Locate the line with "tag the clump" in the material. Copy that line and each one after it, through the last, exactly and with nothing else.

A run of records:
***
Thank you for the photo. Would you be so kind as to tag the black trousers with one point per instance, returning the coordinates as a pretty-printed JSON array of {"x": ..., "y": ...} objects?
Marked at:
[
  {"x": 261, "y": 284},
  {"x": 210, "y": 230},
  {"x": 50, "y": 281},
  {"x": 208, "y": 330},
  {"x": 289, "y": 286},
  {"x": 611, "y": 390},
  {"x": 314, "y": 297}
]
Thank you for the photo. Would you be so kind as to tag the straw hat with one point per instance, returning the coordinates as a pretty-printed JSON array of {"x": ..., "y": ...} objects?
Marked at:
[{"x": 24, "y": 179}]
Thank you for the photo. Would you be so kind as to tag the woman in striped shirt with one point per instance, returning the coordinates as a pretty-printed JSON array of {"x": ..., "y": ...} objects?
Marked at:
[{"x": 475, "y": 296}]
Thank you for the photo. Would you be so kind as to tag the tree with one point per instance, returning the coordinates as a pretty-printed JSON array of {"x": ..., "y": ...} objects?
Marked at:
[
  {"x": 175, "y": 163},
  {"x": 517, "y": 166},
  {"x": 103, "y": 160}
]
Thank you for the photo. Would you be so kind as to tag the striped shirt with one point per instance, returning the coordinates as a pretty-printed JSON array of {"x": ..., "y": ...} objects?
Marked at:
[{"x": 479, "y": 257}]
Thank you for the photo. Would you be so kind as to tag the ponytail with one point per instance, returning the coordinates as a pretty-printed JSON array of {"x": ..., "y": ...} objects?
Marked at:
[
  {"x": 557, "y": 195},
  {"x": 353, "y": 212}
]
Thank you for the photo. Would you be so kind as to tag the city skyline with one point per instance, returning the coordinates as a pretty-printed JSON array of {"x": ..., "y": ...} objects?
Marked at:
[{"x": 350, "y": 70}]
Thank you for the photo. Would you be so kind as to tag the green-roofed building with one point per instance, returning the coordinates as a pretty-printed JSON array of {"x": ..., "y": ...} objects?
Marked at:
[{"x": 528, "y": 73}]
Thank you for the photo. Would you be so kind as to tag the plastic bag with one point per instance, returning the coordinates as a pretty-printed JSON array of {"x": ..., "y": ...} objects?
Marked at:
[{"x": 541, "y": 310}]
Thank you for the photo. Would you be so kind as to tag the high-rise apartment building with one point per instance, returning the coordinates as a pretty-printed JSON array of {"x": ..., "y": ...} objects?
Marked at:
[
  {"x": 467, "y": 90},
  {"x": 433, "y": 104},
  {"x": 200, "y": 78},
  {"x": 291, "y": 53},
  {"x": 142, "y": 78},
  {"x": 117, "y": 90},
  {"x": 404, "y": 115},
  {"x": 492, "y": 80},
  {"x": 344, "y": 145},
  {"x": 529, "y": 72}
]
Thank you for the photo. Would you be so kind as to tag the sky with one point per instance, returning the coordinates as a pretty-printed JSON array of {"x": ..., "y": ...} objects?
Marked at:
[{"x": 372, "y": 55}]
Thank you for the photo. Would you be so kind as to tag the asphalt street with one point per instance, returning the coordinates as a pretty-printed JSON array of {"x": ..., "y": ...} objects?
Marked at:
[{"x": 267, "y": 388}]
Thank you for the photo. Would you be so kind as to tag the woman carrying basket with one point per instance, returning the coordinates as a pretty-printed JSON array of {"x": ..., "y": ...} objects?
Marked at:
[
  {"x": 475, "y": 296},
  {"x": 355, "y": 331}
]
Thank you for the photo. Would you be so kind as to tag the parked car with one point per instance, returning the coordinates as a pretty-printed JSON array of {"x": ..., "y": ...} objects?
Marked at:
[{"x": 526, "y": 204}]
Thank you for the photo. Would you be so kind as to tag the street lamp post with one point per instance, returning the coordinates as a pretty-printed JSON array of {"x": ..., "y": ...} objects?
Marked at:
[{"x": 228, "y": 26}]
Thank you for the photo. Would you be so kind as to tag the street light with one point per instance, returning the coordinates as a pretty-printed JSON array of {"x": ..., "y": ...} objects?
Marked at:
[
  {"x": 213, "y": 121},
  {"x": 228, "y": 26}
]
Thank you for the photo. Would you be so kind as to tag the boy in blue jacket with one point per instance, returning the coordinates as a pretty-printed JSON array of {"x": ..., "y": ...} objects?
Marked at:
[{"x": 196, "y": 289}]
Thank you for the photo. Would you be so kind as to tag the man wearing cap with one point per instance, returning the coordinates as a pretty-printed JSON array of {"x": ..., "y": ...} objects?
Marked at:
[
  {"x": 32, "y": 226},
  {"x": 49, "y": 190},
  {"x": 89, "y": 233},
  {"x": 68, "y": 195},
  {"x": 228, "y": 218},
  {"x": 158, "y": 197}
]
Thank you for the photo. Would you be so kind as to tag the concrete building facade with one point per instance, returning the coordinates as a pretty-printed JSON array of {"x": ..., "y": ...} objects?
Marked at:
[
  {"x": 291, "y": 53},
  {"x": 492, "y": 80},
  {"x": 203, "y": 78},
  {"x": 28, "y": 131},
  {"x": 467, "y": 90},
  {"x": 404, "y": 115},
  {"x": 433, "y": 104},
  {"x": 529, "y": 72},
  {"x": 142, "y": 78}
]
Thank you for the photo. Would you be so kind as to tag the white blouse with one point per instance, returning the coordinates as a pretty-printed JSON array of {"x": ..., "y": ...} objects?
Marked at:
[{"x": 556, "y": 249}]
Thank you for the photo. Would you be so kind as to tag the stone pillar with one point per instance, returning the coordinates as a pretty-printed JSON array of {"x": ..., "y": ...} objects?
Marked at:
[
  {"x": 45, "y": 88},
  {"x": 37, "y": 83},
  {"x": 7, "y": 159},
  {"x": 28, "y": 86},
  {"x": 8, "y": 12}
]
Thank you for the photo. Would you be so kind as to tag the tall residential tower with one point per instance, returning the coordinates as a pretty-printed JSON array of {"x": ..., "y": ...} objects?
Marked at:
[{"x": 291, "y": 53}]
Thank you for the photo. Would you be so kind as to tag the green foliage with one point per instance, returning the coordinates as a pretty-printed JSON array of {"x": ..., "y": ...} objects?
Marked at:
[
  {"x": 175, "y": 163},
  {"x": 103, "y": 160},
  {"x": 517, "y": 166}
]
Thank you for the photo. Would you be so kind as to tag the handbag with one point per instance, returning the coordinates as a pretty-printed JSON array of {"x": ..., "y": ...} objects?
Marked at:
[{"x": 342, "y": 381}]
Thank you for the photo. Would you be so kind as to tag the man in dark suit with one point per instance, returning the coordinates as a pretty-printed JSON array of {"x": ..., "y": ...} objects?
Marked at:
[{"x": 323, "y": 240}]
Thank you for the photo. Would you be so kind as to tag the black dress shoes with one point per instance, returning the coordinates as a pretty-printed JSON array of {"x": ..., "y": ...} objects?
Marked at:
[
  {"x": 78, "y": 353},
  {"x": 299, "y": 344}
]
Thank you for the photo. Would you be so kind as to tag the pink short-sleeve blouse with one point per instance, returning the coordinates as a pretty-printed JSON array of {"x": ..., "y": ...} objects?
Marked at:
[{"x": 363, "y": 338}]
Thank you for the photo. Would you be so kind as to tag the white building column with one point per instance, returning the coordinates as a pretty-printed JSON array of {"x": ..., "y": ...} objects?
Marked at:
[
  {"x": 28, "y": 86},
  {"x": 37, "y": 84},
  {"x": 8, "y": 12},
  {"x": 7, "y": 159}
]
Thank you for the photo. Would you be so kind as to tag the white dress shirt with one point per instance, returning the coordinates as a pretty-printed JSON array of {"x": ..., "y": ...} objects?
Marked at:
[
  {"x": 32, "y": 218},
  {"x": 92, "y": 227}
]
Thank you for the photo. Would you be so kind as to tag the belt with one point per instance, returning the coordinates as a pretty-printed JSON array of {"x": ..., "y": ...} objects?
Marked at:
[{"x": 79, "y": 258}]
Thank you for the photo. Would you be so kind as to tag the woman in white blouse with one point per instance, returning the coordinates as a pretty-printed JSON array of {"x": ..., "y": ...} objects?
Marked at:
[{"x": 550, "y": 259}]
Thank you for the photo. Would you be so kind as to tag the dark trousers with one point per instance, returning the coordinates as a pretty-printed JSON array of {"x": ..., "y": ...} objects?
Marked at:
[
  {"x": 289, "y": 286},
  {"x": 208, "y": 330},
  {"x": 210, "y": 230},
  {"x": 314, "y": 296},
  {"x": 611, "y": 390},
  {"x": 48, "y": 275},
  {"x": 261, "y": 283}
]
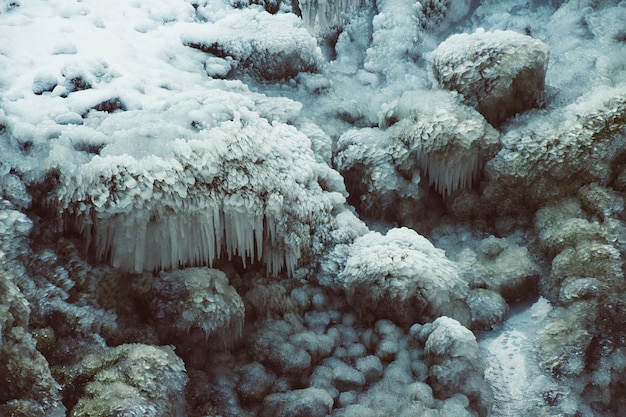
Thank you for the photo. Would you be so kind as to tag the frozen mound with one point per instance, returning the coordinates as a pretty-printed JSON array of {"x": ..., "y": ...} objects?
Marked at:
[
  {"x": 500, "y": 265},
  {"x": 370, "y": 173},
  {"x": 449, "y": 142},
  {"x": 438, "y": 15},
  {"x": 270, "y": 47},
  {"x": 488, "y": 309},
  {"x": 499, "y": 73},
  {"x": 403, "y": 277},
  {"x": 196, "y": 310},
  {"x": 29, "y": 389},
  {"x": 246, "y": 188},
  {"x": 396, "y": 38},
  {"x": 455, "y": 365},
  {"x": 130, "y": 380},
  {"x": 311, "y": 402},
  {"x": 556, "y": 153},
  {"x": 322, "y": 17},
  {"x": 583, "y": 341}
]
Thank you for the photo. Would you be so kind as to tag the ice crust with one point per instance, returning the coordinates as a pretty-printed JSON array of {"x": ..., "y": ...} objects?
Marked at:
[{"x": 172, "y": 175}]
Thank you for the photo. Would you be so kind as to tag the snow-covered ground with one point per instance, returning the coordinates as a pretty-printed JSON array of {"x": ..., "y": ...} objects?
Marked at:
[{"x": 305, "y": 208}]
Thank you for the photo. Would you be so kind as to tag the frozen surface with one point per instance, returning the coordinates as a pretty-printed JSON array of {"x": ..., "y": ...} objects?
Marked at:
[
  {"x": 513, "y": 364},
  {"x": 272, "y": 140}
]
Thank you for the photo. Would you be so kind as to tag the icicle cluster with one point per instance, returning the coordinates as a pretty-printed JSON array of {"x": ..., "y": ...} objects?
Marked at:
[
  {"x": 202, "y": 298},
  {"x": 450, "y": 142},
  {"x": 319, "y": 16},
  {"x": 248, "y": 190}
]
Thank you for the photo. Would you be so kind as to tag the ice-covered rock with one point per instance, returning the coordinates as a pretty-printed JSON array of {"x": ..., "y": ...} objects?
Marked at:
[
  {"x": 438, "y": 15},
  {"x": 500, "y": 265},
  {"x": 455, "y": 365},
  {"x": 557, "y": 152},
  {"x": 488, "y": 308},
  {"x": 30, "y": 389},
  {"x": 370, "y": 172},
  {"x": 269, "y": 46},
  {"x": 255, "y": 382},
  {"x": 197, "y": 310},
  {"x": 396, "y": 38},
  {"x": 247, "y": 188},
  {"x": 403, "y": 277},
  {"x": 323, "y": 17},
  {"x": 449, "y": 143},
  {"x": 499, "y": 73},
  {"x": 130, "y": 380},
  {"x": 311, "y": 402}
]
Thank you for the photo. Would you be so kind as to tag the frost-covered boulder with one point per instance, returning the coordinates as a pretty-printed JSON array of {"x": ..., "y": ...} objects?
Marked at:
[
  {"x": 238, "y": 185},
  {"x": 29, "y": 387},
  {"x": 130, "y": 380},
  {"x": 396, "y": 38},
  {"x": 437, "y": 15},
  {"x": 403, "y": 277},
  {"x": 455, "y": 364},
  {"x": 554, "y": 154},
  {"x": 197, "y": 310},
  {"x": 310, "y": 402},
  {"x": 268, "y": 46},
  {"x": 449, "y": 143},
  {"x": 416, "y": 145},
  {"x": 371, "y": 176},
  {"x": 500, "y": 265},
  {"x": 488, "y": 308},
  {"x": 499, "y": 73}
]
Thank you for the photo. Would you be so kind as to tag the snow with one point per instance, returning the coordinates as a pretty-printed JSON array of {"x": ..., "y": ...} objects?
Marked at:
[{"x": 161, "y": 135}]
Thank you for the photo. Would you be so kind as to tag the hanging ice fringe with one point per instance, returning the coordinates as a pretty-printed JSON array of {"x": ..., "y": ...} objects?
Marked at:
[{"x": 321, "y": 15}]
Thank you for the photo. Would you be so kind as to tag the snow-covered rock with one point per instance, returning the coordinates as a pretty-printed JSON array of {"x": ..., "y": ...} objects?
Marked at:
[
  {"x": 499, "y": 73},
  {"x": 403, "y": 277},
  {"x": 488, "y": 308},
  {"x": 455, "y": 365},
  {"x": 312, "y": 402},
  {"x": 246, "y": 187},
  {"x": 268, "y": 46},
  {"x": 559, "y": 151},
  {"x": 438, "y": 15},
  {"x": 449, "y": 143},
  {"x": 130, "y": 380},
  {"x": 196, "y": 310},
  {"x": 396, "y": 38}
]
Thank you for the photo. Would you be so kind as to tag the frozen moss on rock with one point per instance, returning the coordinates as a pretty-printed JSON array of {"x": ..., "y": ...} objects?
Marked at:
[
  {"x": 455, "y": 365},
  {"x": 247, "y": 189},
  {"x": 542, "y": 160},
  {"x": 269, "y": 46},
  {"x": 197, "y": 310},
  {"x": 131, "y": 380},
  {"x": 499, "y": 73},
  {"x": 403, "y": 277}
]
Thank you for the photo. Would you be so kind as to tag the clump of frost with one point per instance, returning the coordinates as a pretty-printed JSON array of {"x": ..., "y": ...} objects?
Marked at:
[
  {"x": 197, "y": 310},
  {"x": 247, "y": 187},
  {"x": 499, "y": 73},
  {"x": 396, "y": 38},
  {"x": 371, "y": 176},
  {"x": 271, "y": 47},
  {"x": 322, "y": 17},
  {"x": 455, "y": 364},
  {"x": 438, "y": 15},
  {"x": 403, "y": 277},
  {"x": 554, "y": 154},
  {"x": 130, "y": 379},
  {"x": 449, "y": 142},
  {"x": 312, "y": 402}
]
***
■ Task result ■
Thank you for the photo. Would you be so kind as to tag the clump of frost with one point per instance, returning the coordinates as a pretty-printed JSON array of {"x": ..., "y": ...} objects?
Marked at:
[
  {"x": 197, "y": 310},
  {"x": 247, "y": 187},
  {"x": 499, "y": 73},
  {"x": 396, "y": 38},
  {"x": 371, "y": 176},
  {"x": 271, "y": 47},
  {"x": 322, "y": 17},
  {"x": 455, "y": 364},
  {"x": 438, "y": 15},
  {"x": 403, "y": 277},
  {"x": 554, "y": 154},
  {"x": 130, "y": 379},
  {"x": 449, "y": 142},
  {"x": 312, "y": 402}
]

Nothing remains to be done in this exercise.